_Brief A_
Translate this sentence from the post about Supreme Court partisanship into Spanish: "Fewer people these days might remember the trials and tribulations of Justice William O. “Wild Bill” Douglas."
_Brief B_
Carry on the post about partisan attacks on Supreme Court justices, picking up after its account of Gerald Ford's charges against Justice Douglas.

_Extract provided_
^^^^^^^^

HT: LC
Feeling blue about the Kavanaugh confirmation? Me, too. But let’s not join the goofs who keep saying that this is some sort of unprecedented act of naked partisanship. Let’s not listen to writers like this who call Justice Kavanaugh “patient zero” spreading “virulent political fevers” to a once-staid SCOTUS. We don’t have to dip far into SCOTUS history—we don’t even have to mention the words “Warren” or “Watergate”—to notice that Kavanaugh’s brand of bare-knuckled political judgeship has a long and ugly backstory.

The cars were different, but the anger was the same…
As I found over and over again in the research for my book about twentieth-century conservatism, SCOTUS debates have never been polite or gentlemanly. Just ask Earl Warren, a perennial punching bag for the Birchers and their conservative friends.
Chief Justice Warren might have been the most prominent, but he was far from the only lightning-rod of controversy in recent SCOTUS history. Fewer people these days might remember the trials and tribulations of Justice William O. “Wild Bill” Douglas.
Were the attacks on Justice Douglas temperate? Polite? Bi-partisan?
Consider the following: On the floor of the US House of Representatives, for example, future President Gerald Ford initiated impeachment proceedings against Justice Douglas on April 15, 1970. According to the New York Times, Representative Ford accused Douglas of writing “hard-core pornography,” of pushing “hippie-yippie style revolution.” Douglas, Ford charged, was connected to organized crime and deserved to be kicked to the curb due to Douglas’s connections “with some of the most unsavory and notorious elements in American society.”

^^^^^^^^

Free-text object descriptions

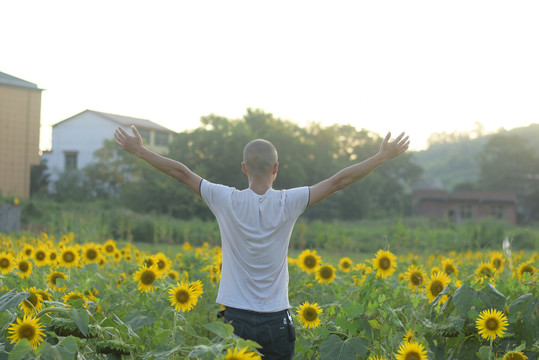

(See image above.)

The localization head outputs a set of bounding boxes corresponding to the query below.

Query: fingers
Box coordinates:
[383,132,391,144]
[131,125,142,139]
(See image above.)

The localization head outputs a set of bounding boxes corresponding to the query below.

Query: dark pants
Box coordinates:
[225,307,296,360]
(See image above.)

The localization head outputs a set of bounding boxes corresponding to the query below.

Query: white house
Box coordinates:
[42,110,174,184]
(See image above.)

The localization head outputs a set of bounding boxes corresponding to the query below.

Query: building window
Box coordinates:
[490,205,503,219]
[137,129,150,144]
[154,131,168,146]
[64,151,78,171]
[460,205,472,219]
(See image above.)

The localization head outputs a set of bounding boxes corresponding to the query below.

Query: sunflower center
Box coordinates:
[405,351,421,360]
[303,255,316,269]
[140,270,155,285]
[320,266,333,279]
[51,273,65,285]
[378,257,391,270]
[485,318,499,331]
[19,324,36,340]
[86,249,97,260]
[62,251,75,263]
[176,289,189,304]
[430,280,444,295]
[303,308,318,321]
[24,293,38,307]
[19,261,30,272]
[480,267,492,278]
[410,273,423,286]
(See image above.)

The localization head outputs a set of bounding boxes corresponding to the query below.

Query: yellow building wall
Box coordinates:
[0,85,41,198]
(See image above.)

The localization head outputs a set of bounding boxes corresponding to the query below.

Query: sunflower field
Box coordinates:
[0,233,539,360]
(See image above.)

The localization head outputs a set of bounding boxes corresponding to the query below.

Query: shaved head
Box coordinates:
[243,139,277,176]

^^^^^^^^

_Exercise result A_
Hoy en día, quizá menos personas recuerden las penurias y tribulaciones del juez William O. “Wild Bill” Douglas.

_Exercise result B_
Porn, gangsters, and hippie-yippies…
Not polite. Not bi-partisan. And, like more famous elements of the Nixon era, not at all disinterested. The New York Times speculated that the real reason for the impeachment proceedings against Justice Douglas was payback for Congressional rejections of other Nixon judicial appointees.
So I, for one, will continue to be bummed by the rancor and contumely expressed during the Kavanaugh hearings. I continue to feel dismayed by Mitch McConnell’s naked power-grab in the non-confirmation of Merrick Garland. I am outraged by the thought of a stolen SCOTUS majority and I will work to elect anti-Trump, anti-Kavanaugh representatives and senators.
But I can’t pretend that this sort of ugliness has not been part and parcel of SCOTUS politics for a long time.